◆ WORK TO BE COMPLETED ◆
Can you reproduce the passage on the United Church of Christ in the Philippines word for word, from "The United Church" up to and including "several independent congregations."?

◆ PASSAGE TO READ ◆
-.-.-

Christian denomination

The United Church of Christ in the Philippines (UCCP; Ang Nagkaisang Iglesia ni Cristo sa Pilipinas; Nagkaykaysa nga Iglesia Ni Cristo iti Filipinas) is a mainline Protestant denomination in the Philippines. Established in its present form in Malate, Manila, it began as a uniting church after the merger of the Evangelical Church of the Philippines, the Philippine Methodist Church, the Disciples of Christ, the United Evangelical Church and several independent congregations.

In 2021, the UCCP reported to the World Council of Churches that it had 1,500,000 adherents, with 1,593 pastors in 2,564 congregations as of 2008. As per the 2020 census, there are 470,792 members in the Philippines alone. Its headquarters is located at 877 EDSA, West Triangle, Quezon City, Metro Manila.

==History==

===The Evangelical Church===
In April 1901, Presbyterians in the Philippines invited missionaries of other evangelical churches to a conference to discuss the possibility of working together in the proclamation of the gospel of faith alone as the only way of salvation for Filipino Catholics, Muslims and pagans. Representatives included those from the Methodist Episcopal Church, (Note: Currently known as The United Methodist Church since 1968 when the Evangelical United Brethren merged with The Methodist Church) the United Brethren in Christ (UBC), (Note: Currently known as The United Methodist Church since 1968 when the Evangelical Church merged with the United Brethren and later merged with The Methodist Church) the Northern Baptist Church, (Note: Currently known as the Convention of Philippine Baptist Churches, Inc.) the Christian and Missionary Alliance, the Free Methodist Church, the British and Foreign Bible Society, the American Bible Society, and the Presbyterian Church.

-.-.-

◆ INFORMATION GIVEN ◆

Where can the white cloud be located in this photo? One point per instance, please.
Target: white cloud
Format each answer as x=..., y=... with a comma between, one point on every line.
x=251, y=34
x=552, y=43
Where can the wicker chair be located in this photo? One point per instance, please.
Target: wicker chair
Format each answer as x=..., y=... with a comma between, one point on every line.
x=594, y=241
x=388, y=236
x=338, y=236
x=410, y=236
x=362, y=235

-.-.-

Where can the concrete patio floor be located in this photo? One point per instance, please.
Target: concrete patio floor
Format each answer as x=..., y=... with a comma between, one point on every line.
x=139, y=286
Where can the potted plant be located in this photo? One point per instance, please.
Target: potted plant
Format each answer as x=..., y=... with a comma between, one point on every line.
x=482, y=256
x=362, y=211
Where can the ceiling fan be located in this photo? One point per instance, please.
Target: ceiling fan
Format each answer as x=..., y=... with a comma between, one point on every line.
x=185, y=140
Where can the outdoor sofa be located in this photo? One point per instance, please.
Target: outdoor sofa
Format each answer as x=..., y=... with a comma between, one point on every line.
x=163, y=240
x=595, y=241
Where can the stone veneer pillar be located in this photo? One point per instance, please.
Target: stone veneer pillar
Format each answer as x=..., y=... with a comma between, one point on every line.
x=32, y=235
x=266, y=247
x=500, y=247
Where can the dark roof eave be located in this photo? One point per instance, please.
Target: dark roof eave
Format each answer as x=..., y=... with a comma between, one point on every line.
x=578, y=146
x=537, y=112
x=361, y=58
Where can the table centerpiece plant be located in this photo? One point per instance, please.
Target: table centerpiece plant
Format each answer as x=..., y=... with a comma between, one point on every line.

-.-.-

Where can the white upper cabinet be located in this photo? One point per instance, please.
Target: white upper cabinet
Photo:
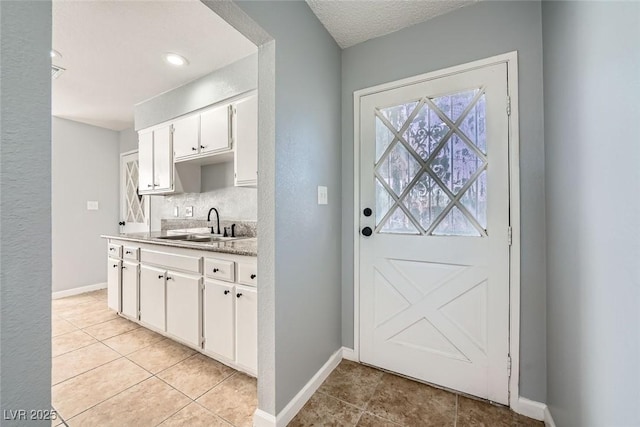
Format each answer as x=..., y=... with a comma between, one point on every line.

-.-.-

◆ RESULT FOR THIS EXERCISE ◆
The United Church of Christ in the Philippines (UCCP; Ang Nagkaisang Iglesia ni Cristo sa Pilipinas; Nagkaykaysa nga Iglesia Ni Cristo iti Filipinas) is a mainline Protestant denomination in the Philippines. Established in its present form in Malate, Manila, it began as a uniting church after the merger of the Evangelical Church of the Philippines, the Philippine Methodist Church, the Disciples of Christ, the United Evangelical Church and several independent congregations.